TEXTAUSZUG:
□ □ □ □
# Neues Futterboot



## Bocky (4. Januar 2010)

Hi  

Ich möchte hier mein Winterlangeweileprojekt #6 vorstellen, mein neues (irgendwann) Futterboot.

Ich bräuchte noch ein paar Meinungen und Tipps von euch.

Wer hat einen Schaltplan oder sonst irgend ein Plan wie ich die Steuerung mit den 2 Motoren ohne Ruder hin bekomme.

Ich brauche ein günstiges Echolot (Funk). Welches ????

Wie gefällt euch das Boot ??? Verbesserungsvorschläge ???

Das Gestell ist jetzt fertig. 3 Stunden Arbeit.14 Euro kosten.
4mm Spannplatte mit Heiß Klebepistole verklebt.

Jetzt wird Gfk beschichtet. 













Bilder folgen

Cu Bocky


----------



## Varvio03 (4. Januar 2010)

*AW: Neues Futterboot*

Hallo,

erstmal sieht dein Rumpf ja schon ganz gut aus.Hab mir letztes Jahr auch ein gebaut, aber die Komplette Verkabelung hat ein Kumpel von mir übernommen, da ich davon keine ahnung hab.
Aber du brauchst um ohne Ruder zu steuern auf jeden Fall 2 Fahrtregler und einen Mischer, oder du kaufst dir eine Fernsteuerung mit integriertem Mischer.
Aber wie gesagt, elektronik ist nicht mein Gebiet.

Und zum Echolot: Manche bezahlen 500,- Euro für ein Echolot das dann auf 350 , reichweite kommt.
Ich habe dieses:
http://cgi.ebay.de/Funk-Echolot-Batteriewechsel-im-Geber-70m-Reichweite_W0QQitemZ370310329796QQcmdZViewItemQQptZAngelzubeh%C3%B6r?hash=item56383735c4

sieht nach nichts aus aber, mein Kumpel hat es entstört und abgeschirmt und noch mit einer anderen Antenne ausgestattet und jetzt kommt es auf ungelogene 400 m Reichweite.Vielleicht auch mehr, aber soweit musste ich noch nicht raus.
Wir haben mein Boot neben einem mit einem Eagle Cuda Echolot fahren lassen, und es zeigt genau so sauber an wie das Cuda.
□ □ □ □
VORLIEGENDE DATEN:

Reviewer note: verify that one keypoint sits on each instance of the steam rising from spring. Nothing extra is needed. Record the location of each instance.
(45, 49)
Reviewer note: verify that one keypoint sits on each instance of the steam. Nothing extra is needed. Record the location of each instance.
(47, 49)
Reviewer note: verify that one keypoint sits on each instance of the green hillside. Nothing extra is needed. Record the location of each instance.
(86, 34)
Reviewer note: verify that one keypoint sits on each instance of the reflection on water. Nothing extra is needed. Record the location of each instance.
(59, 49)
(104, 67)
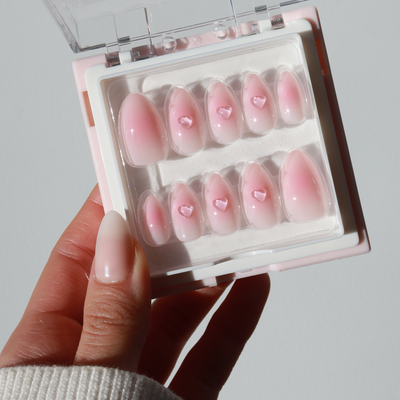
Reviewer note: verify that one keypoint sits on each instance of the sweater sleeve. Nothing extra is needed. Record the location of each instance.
(78, 383)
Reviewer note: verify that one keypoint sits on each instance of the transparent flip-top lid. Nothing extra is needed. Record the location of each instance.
(92, 24)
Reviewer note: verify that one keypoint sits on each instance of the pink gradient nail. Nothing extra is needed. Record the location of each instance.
(222, 208)
(304, 190)
(113, 260)
(186, 212)
(259, 105)
(142, 131)
(291, 98)
(260, 197)
(157, 226)
(186, 124)
(224, 115)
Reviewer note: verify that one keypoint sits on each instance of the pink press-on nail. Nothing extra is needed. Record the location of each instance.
(291, 98)
(260, 197)
(224, 115)
(186, 124)
(142, 131)
(156, 228)
(304, 190)
(113, 260)
(222, 208)
(186, 212)
(259, 105)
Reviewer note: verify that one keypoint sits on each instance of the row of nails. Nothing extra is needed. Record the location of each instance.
(143, 133)
(304, 196)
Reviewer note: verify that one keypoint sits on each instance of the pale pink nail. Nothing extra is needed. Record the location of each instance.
(224, 115)
(157, 226)
(259, 105)
(291, 98)
(186, 212)
(221, 206)
(113, 259)
(142, 131)
(304, 190)
(260, 197)
(186, 123)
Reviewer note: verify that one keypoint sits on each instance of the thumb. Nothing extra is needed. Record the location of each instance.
(118, 300)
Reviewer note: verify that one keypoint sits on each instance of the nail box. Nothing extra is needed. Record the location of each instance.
(215, 131)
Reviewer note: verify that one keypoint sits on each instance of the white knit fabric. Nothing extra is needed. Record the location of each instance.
(78, 383)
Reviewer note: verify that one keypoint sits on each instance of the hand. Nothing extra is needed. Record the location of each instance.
(79, 315)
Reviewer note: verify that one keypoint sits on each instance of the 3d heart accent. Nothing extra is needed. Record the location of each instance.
(258, 101)
(186, 121)
(186, 211)
(221, 204)
(225, 112)
(260, 195)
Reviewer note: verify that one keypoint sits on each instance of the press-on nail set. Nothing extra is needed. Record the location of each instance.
(217, 137)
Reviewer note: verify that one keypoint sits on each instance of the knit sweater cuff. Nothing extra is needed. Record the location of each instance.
(78, 383)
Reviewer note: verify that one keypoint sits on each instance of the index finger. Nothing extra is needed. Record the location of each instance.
(50, 328)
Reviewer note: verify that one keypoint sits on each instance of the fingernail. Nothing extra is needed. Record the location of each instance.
(186, 212)
(304, 190)
(156, 223)
(261, 203)
(259, 106)
(113, 260)
(225, 117)
(186, 123)
(291, 98)
(221, 206)
(142, 131)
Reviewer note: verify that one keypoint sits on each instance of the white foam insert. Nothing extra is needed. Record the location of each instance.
(231, 64)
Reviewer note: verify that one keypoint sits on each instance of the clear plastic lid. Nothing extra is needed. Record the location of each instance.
(92, 24)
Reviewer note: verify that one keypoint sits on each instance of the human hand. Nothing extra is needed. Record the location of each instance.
(108, 320)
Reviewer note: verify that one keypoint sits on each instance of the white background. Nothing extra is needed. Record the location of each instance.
(329, 331)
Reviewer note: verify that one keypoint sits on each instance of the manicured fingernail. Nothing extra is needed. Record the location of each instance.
(157, 226)
(186, 123)
(304, 190)
(291, 98)
(113, 260)
(260, 197)
(259, 105)
(186, 212)
(225, 117)
(142, 131)
(221, 206)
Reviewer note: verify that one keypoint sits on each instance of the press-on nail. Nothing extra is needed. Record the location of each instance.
(224, 115)
(304, 190)
(186, 124)
(259, 105)
(113, 259)
(221, 206)
(261, 203)
(291, 98)
(157, 226)
(186, 212)
(142, 131)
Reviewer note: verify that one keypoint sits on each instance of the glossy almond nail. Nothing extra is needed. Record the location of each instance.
(259, 105)
(187, 126)
(260, 197)
(304, 190)
(186, 212)
(157, 226)
(222, 208)
(142, 131)
(113, 259)
(291, 98)
(224, 115)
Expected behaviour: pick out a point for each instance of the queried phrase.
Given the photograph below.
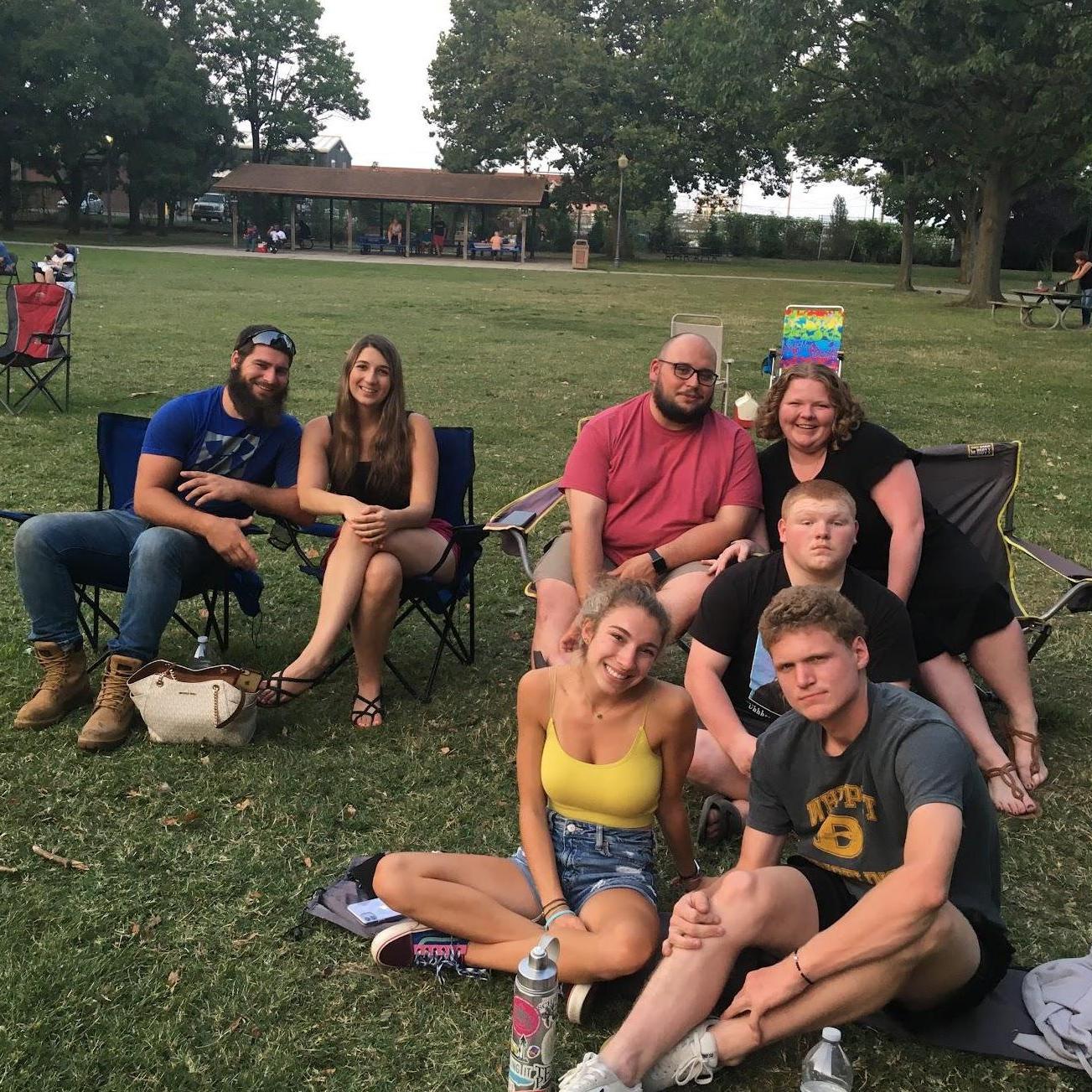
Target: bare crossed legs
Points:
(360, 588)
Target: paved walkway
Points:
(541, 264)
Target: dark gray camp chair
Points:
(974, 486)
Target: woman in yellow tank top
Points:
(603, 750)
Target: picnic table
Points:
(1051, 306)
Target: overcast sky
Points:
(393, 44)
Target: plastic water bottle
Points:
(827, 1068)
(534, 1020)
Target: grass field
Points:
(168, 963)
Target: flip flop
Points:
(731, 820)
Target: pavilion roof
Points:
(386, 184)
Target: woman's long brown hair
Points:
(392, 448)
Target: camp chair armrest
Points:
(1063, 566)
(7, 514)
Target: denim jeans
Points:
(114, 547)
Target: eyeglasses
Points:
(276, 339)
(706, 375)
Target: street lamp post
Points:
(623, 164)
(109, 189)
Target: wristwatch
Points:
(658, 562)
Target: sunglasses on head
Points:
(276, 339)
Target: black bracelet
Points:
(796, 960)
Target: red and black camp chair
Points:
(39, 342)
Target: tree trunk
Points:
(986, 267)
(904, 280)
(75, 191)
(136, 200)
(7, 205)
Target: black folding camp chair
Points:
(120, 438)
(39, 342)
(974, 486)
(437, 603)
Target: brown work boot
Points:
(114, 712)
(65, 686)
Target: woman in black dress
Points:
(955, 608)
(375, 464)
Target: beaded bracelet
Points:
(796, 960)
(558, 913)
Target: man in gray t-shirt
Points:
(893, 900)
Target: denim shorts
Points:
(592, 858)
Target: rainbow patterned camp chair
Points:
(810, 334)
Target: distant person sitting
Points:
(57, 267)
(439, 237)
(730, 674)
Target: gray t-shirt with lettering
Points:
(850, 813)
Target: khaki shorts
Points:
(556, 563)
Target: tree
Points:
(278, 75)
(575, 83)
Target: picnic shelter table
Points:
(1052, 308)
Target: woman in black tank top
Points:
(1082, 277)
(375, 464)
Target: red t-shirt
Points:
(660, 482)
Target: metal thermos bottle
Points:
(534, 1019)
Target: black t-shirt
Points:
(850, 813)
(727, 623)
(858, 464)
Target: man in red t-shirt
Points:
(653, 486)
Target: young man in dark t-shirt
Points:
(210, 458)
(730, 674)
(893, 901)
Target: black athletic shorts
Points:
(835, 899)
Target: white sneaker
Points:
(594, 1076)
(691, 1058)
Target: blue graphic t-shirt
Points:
(194, 429)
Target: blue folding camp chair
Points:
(435, 602)
(120, 438)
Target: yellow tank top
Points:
(624, 793)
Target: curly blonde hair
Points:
(847, 411)
(611, 592)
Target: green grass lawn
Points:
(168, 963)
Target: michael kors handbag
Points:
(216, 706)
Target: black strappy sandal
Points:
(282, 696)
(372, 707)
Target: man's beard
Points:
(266, 411)
(677, 414)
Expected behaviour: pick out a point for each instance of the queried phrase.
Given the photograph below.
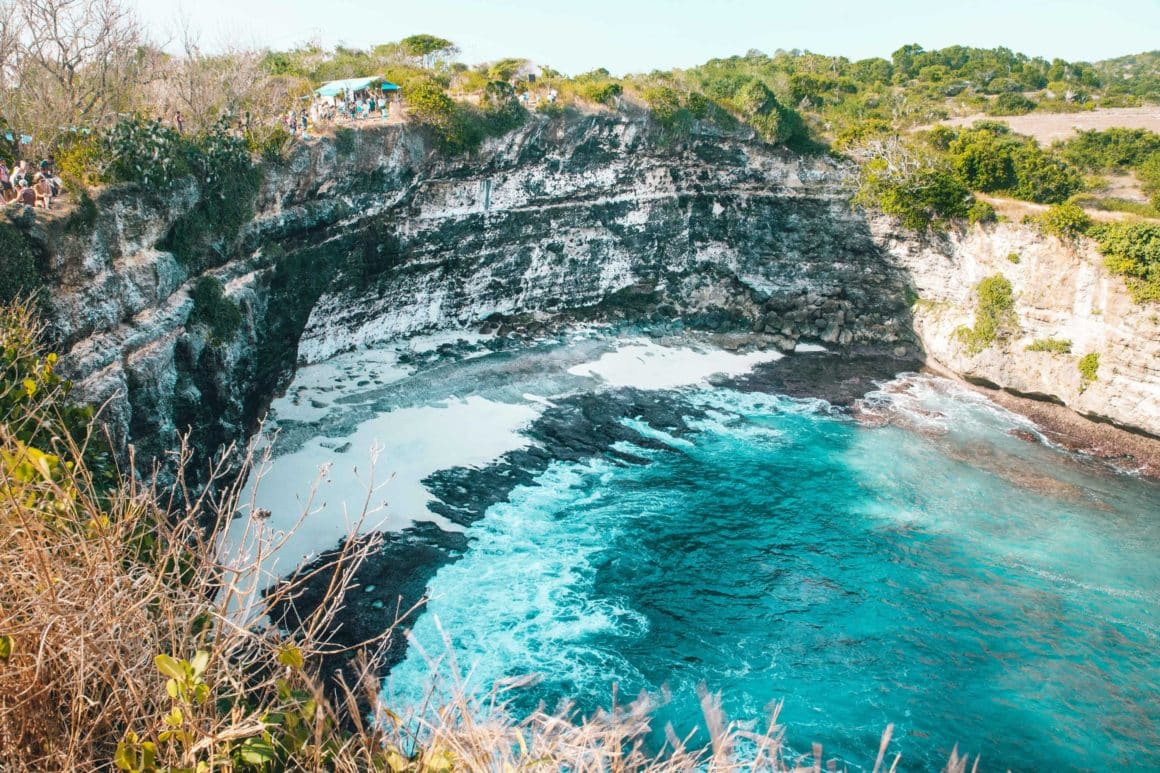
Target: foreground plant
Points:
(131, 640)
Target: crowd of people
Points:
(23, 185)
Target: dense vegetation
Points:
(123, 647)
(994, 315)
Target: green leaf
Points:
(256, 751)
(124, 757)
(200, 662)
(169, 666)
(290, 656)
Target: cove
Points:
(921, 558)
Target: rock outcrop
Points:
(577, 218)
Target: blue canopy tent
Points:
(338, 87)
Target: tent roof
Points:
(335, 87)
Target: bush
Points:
(1052, 345)
(980, 211)
(602, 92)
(138, 150)
(1065, 221)
(80, 159)
(1132, 251)
(1043, 179)
(272, 144)
(215, 309)
(1010, 103)
(121, 645)
(665, 103)
(1148, 173)
(1088, 367)
(921, 199)
(343, 141)
(994, 315)
(229, 182)
(1111, 150)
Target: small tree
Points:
(428, 49)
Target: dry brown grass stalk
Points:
(95, 583)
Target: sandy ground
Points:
(1121, 448)
(1015, 210)
(1050, 127)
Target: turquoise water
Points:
(936, 572)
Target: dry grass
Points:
(1051, 127)
(96, 584)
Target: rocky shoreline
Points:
(1126, 452)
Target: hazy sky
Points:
(642, 35)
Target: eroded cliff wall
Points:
(587, 217)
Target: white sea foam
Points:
(646, 365)
(381, 468)
(533, 580)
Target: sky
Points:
(642, 35)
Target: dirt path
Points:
(1050, 127)
(1015, 210)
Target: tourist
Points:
(43, 192)
(26, 195)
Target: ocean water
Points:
(926, 563)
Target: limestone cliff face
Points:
(1061, 291)
(593, 218)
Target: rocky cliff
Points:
(578, 218)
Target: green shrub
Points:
(602, 92)
(229, 182)
(1088, 367)
(1064, 221)
(994, 315)
(345, 141)
(1010, 103)
(1111, 150)
(980, 211)
(1052, 345)
(921, 199)
(1148, 173)
(272, 144)
(1132, 251)
(665, 103)
(80, 160)
(144, 151)
(1043, 179)
(215, 309)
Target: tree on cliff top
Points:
(428, 49)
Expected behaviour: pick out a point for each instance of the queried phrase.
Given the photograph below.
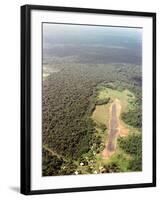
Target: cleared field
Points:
(101, 112)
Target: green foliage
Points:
(133, 118)
(51, 164)
(68, 99)
(102, 101)
(133, 146)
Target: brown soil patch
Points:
(116, 130)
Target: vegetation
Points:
(70, 97)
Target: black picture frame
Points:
(26, 98)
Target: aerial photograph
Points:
(91, 99)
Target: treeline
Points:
(132, 145)
(67, 104)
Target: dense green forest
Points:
(69, 98)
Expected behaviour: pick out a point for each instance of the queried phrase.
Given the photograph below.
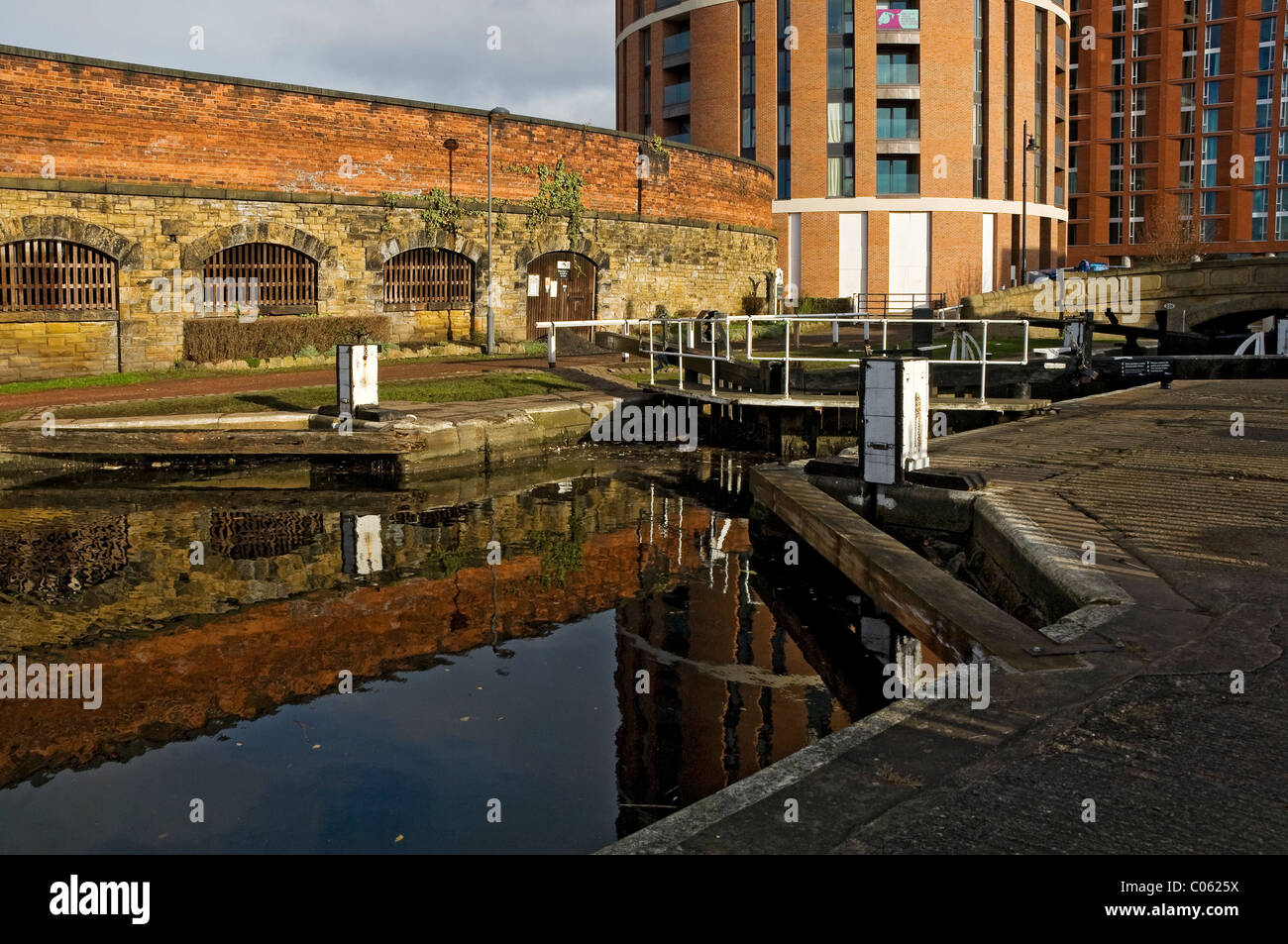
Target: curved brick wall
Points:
(151, 125)
(158, 166)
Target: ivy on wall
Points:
(558, 192)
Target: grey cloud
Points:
(555, 58)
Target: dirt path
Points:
(253, 382)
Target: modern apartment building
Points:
(896, 128)
(1179, 128)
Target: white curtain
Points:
(833, 123)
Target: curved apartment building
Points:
(1179, 114)
(897, 133)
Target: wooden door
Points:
(561, 287)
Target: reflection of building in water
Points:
(729, 691)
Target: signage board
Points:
(898, 20)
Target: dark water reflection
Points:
(636, 648)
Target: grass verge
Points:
(482, 386)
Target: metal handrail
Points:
(939, 318)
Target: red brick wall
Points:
(102, 123)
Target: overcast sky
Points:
(555, 58)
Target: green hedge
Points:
(818, 305)
(278, 335)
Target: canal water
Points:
(545, 659)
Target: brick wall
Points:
(150, 127)
(160, 171)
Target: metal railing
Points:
(965, 349)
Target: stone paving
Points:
(1193, 522)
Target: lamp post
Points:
(498, 112)
(1030, 147)
(450, 146)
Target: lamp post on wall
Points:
(1030, 147)
(450, 146)
(498, 112)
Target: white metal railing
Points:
(965, 349)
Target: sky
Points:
(555, 58)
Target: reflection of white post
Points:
(679, 536)
(370, 550)
(907, 653)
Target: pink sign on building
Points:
(898, 20)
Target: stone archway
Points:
(1225, 309)
(420, 237)
(193, 256)
(562, 244)
(127, 253)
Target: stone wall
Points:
(138, 167)
(640, 262)
(1201, 292)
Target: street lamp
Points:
(450, 145)
(498, 112)
(1030, 147)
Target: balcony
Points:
(898, 184)
(898, 20)
(898, 129)
(894, 73)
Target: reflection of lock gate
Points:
(48, 559)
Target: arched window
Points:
(428, 278)
(274, 278)
(53, 274)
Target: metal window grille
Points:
(53, 274)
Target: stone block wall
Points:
(161, 239)
(138, 172)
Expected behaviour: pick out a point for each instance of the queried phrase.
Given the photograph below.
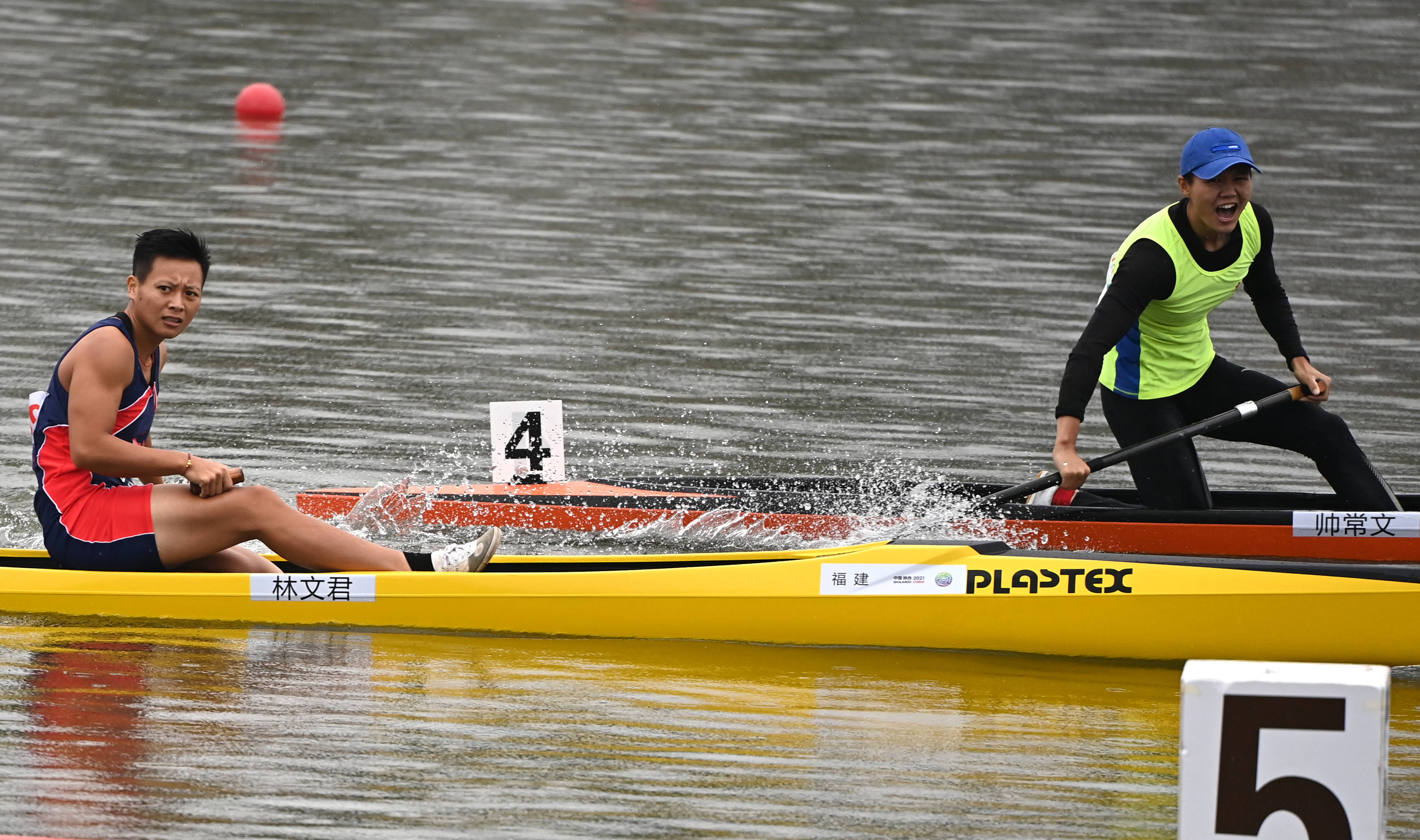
□ □ □ □
GESTELLTE AUFGABE 1:
Kannst du aus dem Forenthread zum Futterboot den Abschnitt ausgeben, der bei „# Neues Futterboot“ beginnt und bei „Tipps von euch.“ endet?
GESTELLTE AUFGABE 2:
Kannst du den Forenthread zum Futterboot dort weiterschreiben, wo er aufhört?
Die Daten haben mit dem Forenthread zum Futterboot nichts zu tun.

ANTWORT 1:
# Neues Futterboot



## Bocky (4. Januar 2010)

Hi  

Ich möchte hier mein Winterlangeweileprojekt #6 vorstellen, mein neues (irgendwann) Futterboot.

Ich bräuchte noch ein paar Meinungen und Tipps von euch.

ANTWORT 2:
Ich weiß ja nicht wie fit du mit Echolottunig bist aber man kann aus wenig schon viel machen, hätt ich auch nicht gedacht.

Gruß


----------



## Bocky (5. Januar 2010)

*AW: Neues Futterboot*

Hi

Danke gute Info.

Steuerung ist klar.:q

Echolot hört sich gut an.

Jeder der schon einmal Hartz verarbeitet hat, weiß was ich gerade für eine sch.... arbeit mache.#q

Cu Roland


----------



## Jupp83 (14. Januar 2010)

*AW: Neues Futterboot*

Das sieht doch schon ganz gut aus, zeig doch mal Bilder wie es jetzt aussieht!!
Bin auch grade dabei mein gekauftes Futterboot mit einem Echolot auszurüsten...


@Varvia03
Wie habt ihr das Echolot entstört? hast du vielleicht Bilder davon?


----------



## Bocky (15. Januar 2010)

*AW: Neues Futterboot*

Tach zusammen

So der Rumpf ist fast dicht.:r
Eine Pore noch, aber dann kann das Boot lackiert werden.

Wenn ich eine Top 10 der besch....... Arbeiten erstellen soll, ist Epoxit Hartz verarbeiten ganz oben angesiedelt.

Wer kann mir was zu dem Kreuzmischer erzählen ?#c
Weiß immer noch nicht genau wie ich die beiden Motoren ansteuern muß.











Weitere Bilder folgen.

Cu Rolnad B.


----------



## Bocky (13. Februar 2010)

*AW: Neues Futterboot*

So Boot ist lackiert  












Fahrtenregler mit Motor






Weitere Bilder kommen :m


----------



## Bocky (13. Februar 2010)

*AW: Neues Futterboot*

Technik die begeistert |kopfkrat

Empfänger






Batterie 6 Volt 12 ah






Futterklappen von unten






Auslöser






Vorderlampe






(Fast) Fertiges Boot






Fernbedienung






Viel Spaß

Cu all Bocky :vik:


----------



## carpzoze (28. Juli 2010)

*AW: Neues Futterboot*

das mit dem echolot verstehe ich nicht ganz wie du das gemeint hast ich finde das teil nicht
Mfg  carpzoze


----------



## Denni_Lo (28. Juli 2010)

*AW: Neues Futterboot*



carpzoze schrieb:


> das mit dem echolot verstehe ich nicht ganz wie du das gemeint hast ich finde das teil nicht
> Mfg  carpzoze



Angebot zu alt.


----------



## DerSimon (14. August 2010)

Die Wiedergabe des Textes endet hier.